◆ Given task: Please find each line in the material below that contains the word "headstone" and copy those lines. Case counts.

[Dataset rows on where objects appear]
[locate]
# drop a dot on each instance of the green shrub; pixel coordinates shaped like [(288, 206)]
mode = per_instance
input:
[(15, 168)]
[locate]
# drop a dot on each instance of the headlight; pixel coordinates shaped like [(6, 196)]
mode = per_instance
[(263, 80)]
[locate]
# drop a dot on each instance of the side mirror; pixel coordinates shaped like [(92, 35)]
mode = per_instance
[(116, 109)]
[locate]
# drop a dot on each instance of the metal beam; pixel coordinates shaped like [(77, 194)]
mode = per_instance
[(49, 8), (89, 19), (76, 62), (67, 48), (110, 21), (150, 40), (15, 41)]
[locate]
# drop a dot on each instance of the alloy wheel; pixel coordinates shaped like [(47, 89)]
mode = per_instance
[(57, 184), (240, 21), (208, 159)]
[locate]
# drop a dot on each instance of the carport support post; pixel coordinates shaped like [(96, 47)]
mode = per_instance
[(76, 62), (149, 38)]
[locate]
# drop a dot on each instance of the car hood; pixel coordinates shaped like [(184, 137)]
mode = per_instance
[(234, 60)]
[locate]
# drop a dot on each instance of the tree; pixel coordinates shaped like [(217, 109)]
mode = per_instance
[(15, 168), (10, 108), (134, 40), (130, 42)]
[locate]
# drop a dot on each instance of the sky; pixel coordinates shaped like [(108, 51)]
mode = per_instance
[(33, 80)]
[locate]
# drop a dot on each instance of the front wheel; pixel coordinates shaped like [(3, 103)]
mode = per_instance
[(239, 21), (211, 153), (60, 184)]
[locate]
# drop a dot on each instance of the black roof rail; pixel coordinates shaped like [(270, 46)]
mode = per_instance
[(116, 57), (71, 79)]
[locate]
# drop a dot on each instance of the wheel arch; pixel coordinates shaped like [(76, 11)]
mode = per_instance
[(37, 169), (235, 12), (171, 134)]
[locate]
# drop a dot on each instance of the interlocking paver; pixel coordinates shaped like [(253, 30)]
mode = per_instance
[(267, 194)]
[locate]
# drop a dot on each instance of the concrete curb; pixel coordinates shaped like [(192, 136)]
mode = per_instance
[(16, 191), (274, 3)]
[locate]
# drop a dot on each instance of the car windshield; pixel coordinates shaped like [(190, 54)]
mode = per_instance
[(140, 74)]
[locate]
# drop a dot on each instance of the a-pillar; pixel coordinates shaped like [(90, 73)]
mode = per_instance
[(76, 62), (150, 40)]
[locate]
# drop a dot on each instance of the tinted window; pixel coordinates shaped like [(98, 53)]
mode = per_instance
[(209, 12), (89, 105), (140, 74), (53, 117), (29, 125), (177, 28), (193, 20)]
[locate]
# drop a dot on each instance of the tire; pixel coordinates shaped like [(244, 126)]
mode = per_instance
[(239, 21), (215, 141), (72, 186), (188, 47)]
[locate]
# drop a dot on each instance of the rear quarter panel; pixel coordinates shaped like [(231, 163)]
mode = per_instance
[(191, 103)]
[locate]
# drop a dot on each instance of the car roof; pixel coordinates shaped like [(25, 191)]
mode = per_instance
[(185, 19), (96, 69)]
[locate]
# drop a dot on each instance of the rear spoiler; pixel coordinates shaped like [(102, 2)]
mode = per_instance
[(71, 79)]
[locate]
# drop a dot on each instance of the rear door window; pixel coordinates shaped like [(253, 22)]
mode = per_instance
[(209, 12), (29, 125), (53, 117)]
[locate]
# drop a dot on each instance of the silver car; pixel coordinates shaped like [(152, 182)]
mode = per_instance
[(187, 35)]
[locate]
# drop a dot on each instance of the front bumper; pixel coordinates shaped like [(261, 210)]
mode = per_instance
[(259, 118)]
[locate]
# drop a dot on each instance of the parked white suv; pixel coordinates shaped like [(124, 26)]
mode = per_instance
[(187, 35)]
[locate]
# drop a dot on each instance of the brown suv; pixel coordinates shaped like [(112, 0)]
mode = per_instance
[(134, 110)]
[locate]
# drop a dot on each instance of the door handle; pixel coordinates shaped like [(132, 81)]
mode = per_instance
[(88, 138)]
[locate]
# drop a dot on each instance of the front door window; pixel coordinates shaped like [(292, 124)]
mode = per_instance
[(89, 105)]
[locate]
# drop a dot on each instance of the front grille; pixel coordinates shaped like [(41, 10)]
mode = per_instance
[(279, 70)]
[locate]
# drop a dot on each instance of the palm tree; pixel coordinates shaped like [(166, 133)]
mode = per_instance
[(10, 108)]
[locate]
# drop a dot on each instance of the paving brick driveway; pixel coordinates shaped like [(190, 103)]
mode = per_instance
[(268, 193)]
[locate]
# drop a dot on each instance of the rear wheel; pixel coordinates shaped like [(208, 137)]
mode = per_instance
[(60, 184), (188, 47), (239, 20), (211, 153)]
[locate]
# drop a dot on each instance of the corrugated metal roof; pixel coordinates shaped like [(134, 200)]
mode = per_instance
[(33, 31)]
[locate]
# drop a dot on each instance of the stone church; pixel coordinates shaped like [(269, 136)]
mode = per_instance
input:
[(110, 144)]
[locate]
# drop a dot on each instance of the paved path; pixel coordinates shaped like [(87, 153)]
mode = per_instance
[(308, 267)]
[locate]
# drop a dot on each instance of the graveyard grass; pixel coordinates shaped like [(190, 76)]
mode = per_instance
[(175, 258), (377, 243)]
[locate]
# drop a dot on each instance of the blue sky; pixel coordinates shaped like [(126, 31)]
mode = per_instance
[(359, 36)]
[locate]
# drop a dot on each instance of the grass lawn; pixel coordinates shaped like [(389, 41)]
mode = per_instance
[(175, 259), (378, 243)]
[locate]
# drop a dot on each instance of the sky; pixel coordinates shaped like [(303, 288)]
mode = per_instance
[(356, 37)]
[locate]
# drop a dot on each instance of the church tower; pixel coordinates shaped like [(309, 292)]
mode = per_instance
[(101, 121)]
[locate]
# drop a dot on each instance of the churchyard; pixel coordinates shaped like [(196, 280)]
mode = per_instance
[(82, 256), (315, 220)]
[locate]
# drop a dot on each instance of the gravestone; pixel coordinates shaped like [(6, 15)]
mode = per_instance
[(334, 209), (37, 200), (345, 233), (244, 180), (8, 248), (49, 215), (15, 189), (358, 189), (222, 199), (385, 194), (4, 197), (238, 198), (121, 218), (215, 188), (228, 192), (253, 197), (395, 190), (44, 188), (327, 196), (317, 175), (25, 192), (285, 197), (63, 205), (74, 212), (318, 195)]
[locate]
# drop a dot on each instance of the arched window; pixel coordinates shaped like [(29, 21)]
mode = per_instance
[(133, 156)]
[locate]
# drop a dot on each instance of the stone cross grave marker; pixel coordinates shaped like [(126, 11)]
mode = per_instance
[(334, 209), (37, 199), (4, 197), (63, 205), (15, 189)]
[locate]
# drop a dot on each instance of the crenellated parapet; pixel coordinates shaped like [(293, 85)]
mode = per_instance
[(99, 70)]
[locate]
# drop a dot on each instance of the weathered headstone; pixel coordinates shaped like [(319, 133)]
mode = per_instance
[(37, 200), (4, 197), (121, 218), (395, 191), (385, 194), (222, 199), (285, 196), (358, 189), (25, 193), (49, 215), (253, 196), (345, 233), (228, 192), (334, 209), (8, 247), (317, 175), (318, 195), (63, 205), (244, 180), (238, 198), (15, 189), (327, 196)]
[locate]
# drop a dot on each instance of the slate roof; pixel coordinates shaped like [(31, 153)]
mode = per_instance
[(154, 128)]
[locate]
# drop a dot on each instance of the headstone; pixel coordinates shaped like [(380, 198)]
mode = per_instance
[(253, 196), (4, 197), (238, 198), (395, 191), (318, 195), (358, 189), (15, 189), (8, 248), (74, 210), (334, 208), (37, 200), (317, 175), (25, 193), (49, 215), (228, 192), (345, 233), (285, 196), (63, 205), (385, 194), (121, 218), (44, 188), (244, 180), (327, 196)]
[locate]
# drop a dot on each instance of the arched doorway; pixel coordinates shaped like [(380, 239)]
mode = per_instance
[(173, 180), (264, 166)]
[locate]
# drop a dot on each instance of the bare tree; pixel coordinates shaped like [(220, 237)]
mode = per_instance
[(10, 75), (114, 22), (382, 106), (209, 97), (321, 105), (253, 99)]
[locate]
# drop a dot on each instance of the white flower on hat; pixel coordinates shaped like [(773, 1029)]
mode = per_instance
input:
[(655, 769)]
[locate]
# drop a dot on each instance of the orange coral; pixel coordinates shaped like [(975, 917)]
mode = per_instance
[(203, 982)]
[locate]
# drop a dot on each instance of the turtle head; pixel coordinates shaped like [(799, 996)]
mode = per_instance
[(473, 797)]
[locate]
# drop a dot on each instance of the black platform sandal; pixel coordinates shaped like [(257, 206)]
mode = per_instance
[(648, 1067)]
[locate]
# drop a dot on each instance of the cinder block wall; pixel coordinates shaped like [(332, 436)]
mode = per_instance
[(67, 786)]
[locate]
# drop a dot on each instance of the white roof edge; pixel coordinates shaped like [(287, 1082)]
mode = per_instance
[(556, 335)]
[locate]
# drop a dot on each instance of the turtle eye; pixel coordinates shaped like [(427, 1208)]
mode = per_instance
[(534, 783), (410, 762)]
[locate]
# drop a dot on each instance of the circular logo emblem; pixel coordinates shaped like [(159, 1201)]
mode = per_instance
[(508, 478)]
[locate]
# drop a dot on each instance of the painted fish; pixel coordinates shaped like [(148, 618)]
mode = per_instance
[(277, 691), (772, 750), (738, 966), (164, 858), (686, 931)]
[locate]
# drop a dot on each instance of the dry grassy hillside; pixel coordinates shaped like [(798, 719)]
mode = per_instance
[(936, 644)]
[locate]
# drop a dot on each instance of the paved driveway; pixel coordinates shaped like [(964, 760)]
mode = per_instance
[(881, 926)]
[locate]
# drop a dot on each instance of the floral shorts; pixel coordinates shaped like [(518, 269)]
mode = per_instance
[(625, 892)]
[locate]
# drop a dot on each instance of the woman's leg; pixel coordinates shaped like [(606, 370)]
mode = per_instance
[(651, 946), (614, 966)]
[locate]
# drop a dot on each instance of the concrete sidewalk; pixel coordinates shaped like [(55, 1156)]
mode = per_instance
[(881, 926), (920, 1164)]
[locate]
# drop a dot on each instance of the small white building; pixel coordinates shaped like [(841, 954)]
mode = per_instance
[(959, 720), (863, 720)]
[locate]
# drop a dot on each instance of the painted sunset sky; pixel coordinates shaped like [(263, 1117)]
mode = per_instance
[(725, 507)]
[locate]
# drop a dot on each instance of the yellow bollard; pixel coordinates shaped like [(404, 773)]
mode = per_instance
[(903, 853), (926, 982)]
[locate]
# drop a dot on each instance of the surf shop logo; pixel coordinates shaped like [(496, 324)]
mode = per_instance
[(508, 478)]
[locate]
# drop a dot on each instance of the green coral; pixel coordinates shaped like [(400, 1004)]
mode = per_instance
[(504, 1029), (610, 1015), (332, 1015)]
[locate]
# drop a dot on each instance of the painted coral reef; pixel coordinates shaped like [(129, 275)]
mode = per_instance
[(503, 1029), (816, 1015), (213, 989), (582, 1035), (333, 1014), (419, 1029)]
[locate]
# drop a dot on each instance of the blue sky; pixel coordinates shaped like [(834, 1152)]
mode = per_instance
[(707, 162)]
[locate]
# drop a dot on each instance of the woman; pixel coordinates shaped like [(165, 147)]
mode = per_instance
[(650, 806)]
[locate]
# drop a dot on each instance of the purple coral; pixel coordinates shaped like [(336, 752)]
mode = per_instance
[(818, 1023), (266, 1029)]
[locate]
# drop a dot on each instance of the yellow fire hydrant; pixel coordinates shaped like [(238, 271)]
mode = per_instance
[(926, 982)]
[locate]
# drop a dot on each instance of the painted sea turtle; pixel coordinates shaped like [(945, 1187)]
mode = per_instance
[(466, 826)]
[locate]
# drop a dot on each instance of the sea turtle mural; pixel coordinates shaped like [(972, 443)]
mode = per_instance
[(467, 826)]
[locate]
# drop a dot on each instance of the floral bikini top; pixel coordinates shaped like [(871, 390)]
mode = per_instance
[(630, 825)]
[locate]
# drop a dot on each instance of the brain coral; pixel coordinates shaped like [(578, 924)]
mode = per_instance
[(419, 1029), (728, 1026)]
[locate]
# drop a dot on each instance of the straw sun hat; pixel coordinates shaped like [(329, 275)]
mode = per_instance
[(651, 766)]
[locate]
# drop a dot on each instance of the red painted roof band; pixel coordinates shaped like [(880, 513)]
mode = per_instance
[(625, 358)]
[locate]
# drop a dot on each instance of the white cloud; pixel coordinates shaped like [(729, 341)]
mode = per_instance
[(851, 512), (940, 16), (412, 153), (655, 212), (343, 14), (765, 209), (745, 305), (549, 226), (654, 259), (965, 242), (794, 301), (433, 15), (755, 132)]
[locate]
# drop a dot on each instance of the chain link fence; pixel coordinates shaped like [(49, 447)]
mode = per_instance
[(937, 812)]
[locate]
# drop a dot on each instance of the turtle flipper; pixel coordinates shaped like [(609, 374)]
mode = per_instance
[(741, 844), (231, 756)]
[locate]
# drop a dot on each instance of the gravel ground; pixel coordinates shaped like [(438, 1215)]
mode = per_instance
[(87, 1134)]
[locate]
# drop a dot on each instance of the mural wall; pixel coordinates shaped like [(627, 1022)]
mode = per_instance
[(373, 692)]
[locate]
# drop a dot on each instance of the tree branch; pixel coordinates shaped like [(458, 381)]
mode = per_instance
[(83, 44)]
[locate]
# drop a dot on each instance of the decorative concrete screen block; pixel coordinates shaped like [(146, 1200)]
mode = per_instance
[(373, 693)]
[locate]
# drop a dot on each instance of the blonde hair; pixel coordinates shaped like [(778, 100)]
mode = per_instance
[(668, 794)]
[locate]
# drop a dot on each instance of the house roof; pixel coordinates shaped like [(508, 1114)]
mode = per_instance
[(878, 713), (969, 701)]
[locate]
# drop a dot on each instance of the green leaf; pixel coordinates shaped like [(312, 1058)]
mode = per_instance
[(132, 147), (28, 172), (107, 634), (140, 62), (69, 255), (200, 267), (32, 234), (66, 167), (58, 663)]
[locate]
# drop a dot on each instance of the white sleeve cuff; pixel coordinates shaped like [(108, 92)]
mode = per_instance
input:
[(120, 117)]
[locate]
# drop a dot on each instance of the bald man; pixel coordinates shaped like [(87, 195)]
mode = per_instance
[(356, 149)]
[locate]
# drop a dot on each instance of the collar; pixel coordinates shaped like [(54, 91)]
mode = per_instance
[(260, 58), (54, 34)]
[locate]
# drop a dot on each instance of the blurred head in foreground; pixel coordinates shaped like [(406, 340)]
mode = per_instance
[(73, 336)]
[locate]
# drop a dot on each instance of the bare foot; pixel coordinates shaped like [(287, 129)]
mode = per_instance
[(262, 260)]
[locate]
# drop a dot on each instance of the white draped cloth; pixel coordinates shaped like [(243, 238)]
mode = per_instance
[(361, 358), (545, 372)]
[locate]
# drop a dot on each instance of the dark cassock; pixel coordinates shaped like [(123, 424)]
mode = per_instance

◆ Solution to this exercise:
# drop a dot on each instance of the weathered headstone; pixel coordinates shaped like [(319, 133)]
# drop a dot on each instance of the headstone; pixel coordinates shaped like [(380, 198)]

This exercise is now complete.